EXERCISE DETAILS :: Wherever the word "true" shows up in the data, report the line it sits in.

(Region pointing data)

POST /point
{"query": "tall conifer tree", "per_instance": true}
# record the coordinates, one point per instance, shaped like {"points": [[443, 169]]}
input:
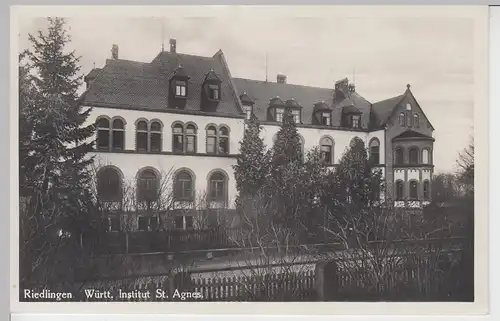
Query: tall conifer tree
{"points": [[60, 141]]}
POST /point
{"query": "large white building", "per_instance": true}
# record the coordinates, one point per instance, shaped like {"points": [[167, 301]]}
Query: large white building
{"points": [[185, 115]]}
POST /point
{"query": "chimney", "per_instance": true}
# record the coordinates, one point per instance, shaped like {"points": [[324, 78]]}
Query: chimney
{"points": [[114, 52], [173, 45], [281, 79]]}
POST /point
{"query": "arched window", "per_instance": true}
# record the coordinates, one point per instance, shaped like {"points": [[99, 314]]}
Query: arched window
{"points": [[178, 138], [399, 190], [217, 185], [141, 137], [402, 119], [211, 139], [302, 144], [147, 185], [414, 156], [375, 151], [413, 190], [426, 190], [416, 122], [425, 156], [118, 138], [326, 146], [183, 189], [191, 139], [223, 140], [155, 136], [103, 138], [399, 156], [109, 185]]}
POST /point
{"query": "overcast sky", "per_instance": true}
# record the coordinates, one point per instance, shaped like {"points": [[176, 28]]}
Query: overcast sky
{"points": [[383, 54]]}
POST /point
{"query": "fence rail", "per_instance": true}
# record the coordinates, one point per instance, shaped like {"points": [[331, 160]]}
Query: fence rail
{"points": [[416, 276], [137, 242]]}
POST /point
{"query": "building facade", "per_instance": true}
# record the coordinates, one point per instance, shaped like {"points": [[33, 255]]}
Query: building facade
{"points": [[182, 117]]}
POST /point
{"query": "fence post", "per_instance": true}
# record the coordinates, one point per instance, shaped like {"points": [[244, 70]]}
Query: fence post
{"points": [[126, 243], [326, 280]]}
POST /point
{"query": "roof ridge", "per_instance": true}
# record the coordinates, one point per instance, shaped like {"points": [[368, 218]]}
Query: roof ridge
{"points": [[287, 84], [127, 60]]}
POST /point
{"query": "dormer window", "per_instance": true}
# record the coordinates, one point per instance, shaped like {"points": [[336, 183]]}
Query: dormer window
{"points": [[248, 112], [279, 114], [247, 103], [322, 114], [326, 118], [296, 116], [213, 92], [180, 89], [355, 121]]}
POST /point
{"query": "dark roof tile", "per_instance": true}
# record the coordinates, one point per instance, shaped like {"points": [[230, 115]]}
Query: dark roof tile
{"points": [[124, 83], [382, 110], [307, 97], [412, 134]]}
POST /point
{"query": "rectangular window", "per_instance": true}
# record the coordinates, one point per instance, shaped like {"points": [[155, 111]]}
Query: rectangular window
{"points": [[213, 92], [326, 119], [223, 145], [190, 144], [296, 116], [143, 223], [142, 142], [114, 224], [178, 144], [156, 142], [184, 189], [180, 89], [210, 145], [216, 190], [375, 155], [326, 154], [248, 111], [105, 224], [153, 223], [179, 222], [279, 114], [103, 139], [355, 121], [189, 221], [118, 139]]}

TASK SOLUTION ::
{"query": "tall conifer tree", "per_instance": true}
{"query": "large white building", "per_instance": true}
{"query": "chimney", "per_instance": true}
{"query": "arched window", "per_instance": true}
{"query": "overcast sky", "per_instance": true}
{"query": "fence rail", "per_instance": true}
{"query": "building facade", "per_instance": true}
{"query": "fence post", "per_instance": true}
{"query": "roof ridge", "per_instance": true}
{"query": "dormer window", "per_instance": true}
{"query": "dark roof tile", "per_instance": true}
{"query": "rectangular window", "per_instance": true}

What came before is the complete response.